<<<<

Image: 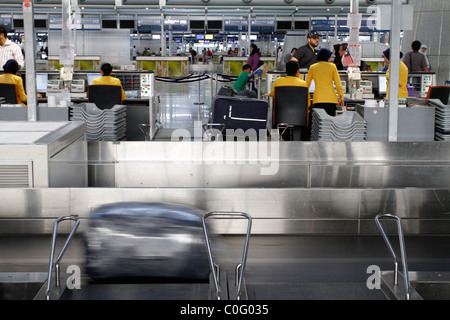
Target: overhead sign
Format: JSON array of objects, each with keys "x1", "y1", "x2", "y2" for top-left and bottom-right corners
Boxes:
[{"x1": 22, "y1": 0, "x2": 33, "y2": 12}]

>>>>

TASK DIRECTIONS: Print every item above line for line, without the pictures.

REPLY:
Image: 
Target: overhead sign
Format: JSON array of objects, each with keys "x1", "y1", "x2", "y2" for top-left and bottom-right corners
Boxes:
[{"x1": 22, "y1": 0, "x2": 33, "y2": 12}]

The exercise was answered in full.